Like all heritage-inspired bikes, Triumph tends to focus on analogue instrument clusters. And the 1200 line of motorcycles all have different instrument clusters depending on the style of bike.
Have a quick look at the images below.
The cruisers have a single gauge, the sportier bikes have twin gauges with a tacho, and the Scrambler 1200 has an outlier of a digital display with analogue layout.
The redline on each tachometer (where there is one) is at the same point — the digits turn red at the 7000 rpm mark, even though the Speed Twin and Thruxton RS make their peak power above that point.
Engine / Power delivery differences
Because each bike has a different tune, it’s worth noting how power is delivered differently.
Riding each bike and watching the tachometer, it’s interesting to note that the needle behaves differently on each one. On the Speed Twin and Thruxton RS you tend to spend more time in the second half of the gauge (I did, anyway), whereas on the lazier-engined motorcycles, it stays more around the middle.
See this chart of peak power and peak power RPM. Note that the axes are compressed so you can see the difference more clearly.
There is a difference in peak power and how it’s delivered, but it’s all definitely within a narrow range. You don’t rev any of the Triumph 1200 series above 8000 rpm. These are all fairly low-revving engines, closer to cruisers than sport bikes.
The peak power of course only tells part of the story. You also have to look at the way power is delivered by each motor.
On paper, the peak torque for each of the 1200 motors is very similar, within a narrow band between 77 and 82 lb-ft (105-112 Nm).
But they all get to and maintain torque differently.
|Model||Peak torque / rpm||RPM|
|Bonneville T120||105 Nm / 77 lb-ft||3500|
|Bonneville Bobber / Speedmaster||106 Nm / 78 lb-ft||4000|
|Scrambler XC / XE||110 Nm / 81 lb-ft @ 3950 rpm||3950|
|Speed Twin||112 Nm / 82 lb-ft||4250|
|Thruxton RS||112 Nm / 82 lb-ft||4250|
You still may have some questions. How does the Thruxton have exactly the same peak torque spec as the Speed Twin, but make a tiny bit more power? Well, in a nutshell:
- The cruisers (Bobber and Speedmaster) and the T120 reach their torque peak early, but start dropping off gradually after that. By about 5500 rpm, it’s time to shift.
- The Scrambler revs out a little longer, but it’s also likely you’d ride it differently (especially when lightly off-roading)
- The Speed Twin and Thruxton do rev out more — you can shift at 6500 or 7000 rpm and it still feels good. The Thruxton revs slightly more, and most owners would agree it feels “fast”.
The torque curves, combined with the gearing, is what gives each motorcycle a different feeling of thrust at different gears.
One thing that’s interesting about the Triumph 1200 line of motorcycles is that aside from changing the engine tune, Triumph also dramatically changed the gearing of each motorcycle.
All engines have the same primary drive ratio and gear ratios (it’s a little annoying to change those in an engine). But they all have different final drive ratios (the ratio between the front and rear sprockets) and rear tire diameters.

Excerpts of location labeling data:
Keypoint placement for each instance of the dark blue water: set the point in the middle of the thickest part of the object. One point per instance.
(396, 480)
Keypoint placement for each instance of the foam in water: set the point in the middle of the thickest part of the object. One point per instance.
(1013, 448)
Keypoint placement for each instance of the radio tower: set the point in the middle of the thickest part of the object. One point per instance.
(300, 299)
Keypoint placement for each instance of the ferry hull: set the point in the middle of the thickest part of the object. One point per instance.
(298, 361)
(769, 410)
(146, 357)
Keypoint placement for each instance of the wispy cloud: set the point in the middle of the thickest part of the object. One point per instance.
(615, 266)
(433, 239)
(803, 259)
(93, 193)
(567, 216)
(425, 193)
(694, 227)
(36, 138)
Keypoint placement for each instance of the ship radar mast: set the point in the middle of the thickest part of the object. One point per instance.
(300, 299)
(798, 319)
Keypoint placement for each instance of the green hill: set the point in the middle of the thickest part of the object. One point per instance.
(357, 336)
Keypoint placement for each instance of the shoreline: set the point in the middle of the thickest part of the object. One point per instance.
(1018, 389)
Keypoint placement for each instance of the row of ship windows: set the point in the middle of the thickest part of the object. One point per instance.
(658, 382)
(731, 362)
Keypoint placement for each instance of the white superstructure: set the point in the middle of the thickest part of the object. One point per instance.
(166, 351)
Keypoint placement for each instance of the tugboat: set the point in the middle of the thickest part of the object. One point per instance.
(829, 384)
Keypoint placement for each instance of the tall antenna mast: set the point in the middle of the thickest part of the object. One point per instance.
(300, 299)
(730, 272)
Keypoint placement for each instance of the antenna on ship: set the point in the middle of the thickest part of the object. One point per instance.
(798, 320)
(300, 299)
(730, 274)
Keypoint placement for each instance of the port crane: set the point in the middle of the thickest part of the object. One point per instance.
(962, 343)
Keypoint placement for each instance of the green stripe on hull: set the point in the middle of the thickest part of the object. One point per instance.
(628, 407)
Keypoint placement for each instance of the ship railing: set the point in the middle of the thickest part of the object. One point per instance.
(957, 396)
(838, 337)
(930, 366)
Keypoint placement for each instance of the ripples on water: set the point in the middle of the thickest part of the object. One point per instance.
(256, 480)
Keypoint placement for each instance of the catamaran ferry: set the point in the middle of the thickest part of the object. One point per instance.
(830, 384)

▸ **Exercise description**
From the text on the Triumph 1200 motorcycles, extract the passage starting with "But they all get" and going on through "time to shift.". These data come from a different source than the text.

▸ **The reply**
But they all get to and maintain torque differently.
|Model||Peak torque / rpm||RPM|
|Bonneville T120||105 Nm / 77 lb-ft||3500|
|Bonneville Bobber / Speedmaster||106 Nm / 78 lb-ft||4000|
|Scrambler XC / XE||110 Nm / 81 lb-ft @ 3950 rpm||3950|
|Speed Twin||112 Nm / 82 lb-ft||4250|
|Thruxton RS||112 Nm / 82 lb-ft||4250|
You still may have some questions. How does the Thruxton have exactly the same peak torque spec as the Speed Twin, but make a tiny bit more power? Well, in a nutshell:
- The cruisers (Bobber and Speedmaster) and the T120 reach their torque peak early, but start dropping off gradually after that. By about 5500 rpm, it’s time to shift.